**DATA RECORDS:**
________________
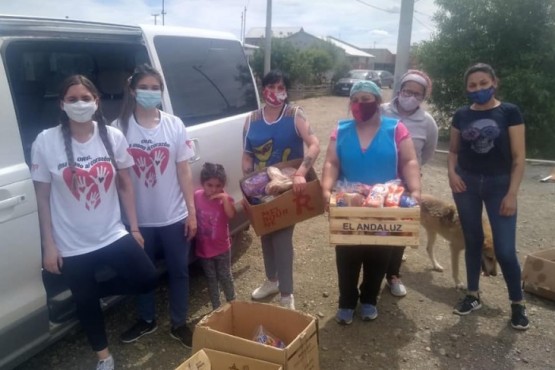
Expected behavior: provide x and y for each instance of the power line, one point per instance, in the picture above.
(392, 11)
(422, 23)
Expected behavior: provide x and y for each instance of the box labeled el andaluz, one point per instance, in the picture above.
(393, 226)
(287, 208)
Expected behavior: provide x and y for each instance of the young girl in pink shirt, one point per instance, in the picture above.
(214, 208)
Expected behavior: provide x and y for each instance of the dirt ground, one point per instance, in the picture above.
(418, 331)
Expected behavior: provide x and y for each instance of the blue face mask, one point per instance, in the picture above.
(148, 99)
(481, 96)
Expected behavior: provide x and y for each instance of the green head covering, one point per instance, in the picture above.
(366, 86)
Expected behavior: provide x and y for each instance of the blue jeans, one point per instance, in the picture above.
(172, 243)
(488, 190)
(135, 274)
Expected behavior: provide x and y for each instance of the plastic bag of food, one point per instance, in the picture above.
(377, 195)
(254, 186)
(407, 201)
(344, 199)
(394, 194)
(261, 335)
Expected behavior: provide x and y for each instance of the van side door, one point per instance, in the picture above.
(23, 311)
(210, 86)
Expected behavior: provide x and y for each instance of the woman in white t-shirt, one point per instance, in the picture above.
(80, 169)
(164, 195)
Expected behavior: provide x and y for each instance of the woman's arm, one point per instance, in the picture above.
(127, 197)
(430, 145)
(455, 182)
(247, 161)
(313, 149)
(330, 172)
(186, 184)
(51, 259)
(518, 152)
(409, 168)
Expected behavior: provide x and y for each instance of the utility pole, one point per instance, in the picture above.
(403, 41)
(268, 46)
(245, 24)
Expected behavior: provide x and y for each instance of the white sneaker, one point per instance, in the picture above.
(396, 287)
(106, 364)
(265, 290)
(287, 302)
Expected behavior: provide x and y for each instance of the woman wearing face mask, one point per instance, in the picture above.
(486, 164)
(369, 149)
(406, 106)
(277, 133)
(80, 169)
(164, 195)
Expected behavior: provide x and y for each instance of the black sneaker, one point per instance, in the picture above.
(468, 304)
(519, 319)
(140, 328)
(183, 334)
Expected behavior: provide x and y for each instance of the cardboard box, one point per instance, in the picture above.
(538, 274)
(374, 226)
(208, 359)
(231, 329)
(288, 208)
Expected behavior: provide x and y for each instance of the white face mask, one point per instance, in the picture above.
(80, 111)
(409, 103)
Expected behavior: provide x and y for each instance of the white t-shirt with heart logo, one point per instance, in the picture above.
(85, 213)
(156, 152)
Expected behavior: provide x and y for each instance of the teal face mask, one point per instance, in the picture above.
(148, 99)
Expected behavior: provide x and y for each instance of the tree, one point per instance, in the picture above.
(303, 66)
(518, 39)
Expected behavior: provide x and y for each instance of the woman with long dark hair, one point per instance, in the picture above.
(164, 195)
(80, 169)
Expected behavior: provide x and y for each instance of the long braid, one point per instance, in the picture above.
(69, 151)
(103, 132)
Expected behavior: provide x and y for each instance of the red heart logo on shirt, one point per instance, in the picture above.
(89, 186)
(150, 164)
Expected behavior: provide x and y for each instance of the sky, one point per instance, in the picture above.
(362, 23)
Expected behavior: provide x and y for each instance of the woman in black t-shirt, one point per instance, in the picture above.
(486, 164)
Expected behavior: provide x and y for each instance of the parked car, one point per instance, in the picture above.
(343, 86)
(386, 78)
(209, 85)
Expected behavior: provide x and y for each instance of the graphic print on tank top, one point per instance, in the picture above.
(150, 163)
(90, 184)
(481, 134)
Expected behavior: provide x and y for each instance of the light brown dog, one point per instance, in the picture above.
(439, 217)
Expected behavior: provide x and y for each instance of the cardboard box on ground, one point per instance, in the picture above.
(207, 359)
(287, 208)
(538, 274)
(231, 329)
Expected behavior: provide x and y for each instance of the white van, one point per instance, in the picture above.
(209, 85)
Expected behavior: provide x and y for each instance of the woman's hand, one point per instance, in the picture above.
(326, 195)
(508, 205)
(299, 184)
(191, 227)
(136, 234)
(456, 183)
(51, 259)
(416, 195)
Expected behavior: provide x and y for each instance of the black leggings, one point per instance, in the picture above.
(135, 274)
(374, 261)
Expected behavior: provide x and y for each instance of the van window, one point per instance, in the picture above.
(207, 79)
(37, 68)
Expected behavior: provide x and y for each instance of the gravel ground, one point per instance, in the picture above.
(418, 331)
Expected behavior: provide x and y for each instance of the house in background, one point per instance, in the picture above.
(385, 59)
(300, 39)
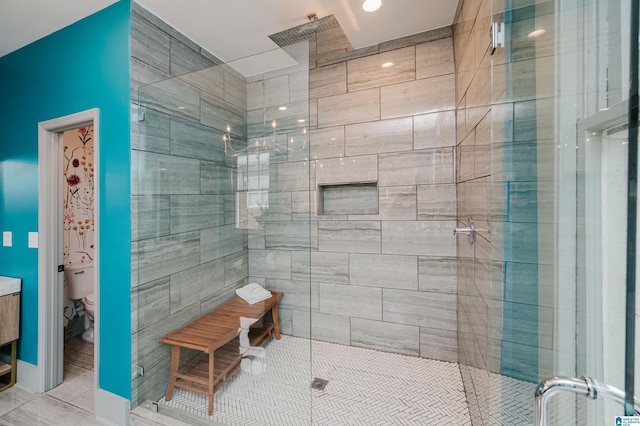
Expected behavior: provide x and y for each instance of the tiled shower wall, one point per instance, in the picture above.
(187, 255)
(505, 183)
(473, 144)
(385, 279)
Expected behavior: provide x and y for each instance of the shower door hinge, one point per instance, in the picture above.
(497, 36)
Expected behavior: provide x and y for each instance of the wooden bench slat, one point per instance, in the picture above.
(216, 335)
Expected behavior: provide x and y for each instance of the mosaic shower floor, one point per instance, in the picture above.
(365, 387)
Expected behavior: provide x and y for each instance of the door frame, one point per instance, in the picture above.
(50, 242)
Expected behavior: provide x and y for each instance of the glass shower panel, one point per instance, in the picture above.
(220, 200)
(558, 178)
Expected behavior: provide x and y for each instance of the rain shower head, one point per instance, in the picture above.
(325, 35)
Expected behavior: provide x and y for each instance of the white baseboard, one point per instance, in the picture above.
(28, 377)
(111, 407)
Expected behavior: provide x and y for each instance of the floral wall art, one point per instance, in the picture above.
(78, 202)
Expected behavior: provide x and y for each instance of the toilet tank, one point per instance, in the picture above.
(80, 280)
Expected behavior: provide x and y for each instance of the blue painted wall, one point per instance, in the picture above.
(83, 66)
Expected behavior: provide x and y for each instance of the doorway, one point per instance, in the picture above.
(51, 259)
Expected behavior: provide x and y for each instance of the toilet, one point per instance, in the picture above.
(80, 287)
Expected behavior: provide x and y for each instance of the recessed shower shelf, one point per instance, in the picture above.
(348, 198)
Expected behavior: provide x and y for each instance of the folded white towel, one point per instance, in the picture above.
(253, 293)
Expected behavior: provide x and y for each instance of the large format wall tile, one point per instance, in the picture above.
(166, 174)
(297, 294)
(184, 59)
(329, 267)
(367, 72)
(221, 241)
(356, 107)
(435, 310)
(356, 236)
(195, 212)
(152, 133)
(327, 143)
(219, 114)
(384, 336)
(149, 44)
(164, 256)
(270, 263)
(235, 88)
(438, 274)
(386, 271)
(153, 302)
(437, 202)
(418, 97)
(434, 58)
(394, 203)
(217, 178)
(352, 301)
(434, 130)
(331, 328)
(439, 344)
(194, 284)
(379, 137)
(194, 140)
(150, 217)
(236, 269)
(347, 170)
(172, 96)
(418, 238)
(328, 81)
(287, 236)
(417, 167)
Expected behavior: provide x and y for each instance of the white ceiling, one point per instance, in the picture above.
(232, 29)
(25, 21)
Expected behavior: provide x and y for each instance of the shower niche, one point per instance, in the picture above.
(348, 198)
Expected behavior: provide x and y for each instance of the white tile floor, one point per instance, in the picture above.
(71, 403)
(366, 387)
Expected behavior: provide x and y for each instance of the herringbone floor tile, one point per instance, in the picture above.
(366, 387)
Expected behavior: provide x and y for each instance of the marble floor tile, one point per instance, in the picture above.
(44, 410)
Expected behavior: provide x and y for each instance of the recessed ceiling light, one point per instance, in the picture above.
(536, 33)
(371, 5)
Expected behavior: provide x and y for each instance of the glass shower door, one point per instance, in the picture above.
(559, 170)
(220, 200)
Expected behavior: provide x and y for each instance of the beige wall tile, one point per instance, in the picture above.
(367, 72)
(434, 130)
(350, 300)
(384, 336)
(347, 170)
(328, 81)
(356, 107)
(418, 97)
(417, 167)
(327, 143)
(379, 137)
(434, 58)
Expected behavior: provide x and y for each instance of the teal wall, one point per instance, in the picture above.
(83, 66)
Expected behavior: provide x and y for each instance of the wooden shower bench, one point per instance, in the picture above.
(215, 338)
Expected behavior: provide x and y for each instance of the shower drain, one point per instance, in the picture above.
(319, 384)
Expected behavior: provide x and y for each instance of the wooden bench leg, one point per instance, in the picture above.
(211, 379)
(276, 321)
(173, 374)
________________
**REQUIRED WORK:**
A word-for-word copy of the lines from the one with "of the beige" through the end of the listing is what should be returned.

**TASK OUTPUT:**
Expected behavior: provide x and y for each instance of the beige wall tile, one point per instance, in the picture above.
(367, 72)
(434, 130)
(350, 300)
(384, 336)
(347, 170)
(328, 81)
(356, 107)
(418, 97)
(417, 167)
(327, 143)
(379, 137)
(434, 58)
Expected behavior: provide x and y for each instance of the teal wall, one point per instance, in the picture above.
(83, 66)
Expected behavior: provide x and y for each instance of the wooden shower bench, one point per instance, in the picture above.
(215, 338)
Expected behavior: provide x and y for each instance of the shower drain, one point per instance, in the picture above.
(319, 384)
Expected behavior: provide x and y for each instance of the wooden bench leg, one point per instance, in the picture above.
(211, 379)
(276, 321)
(173, 374)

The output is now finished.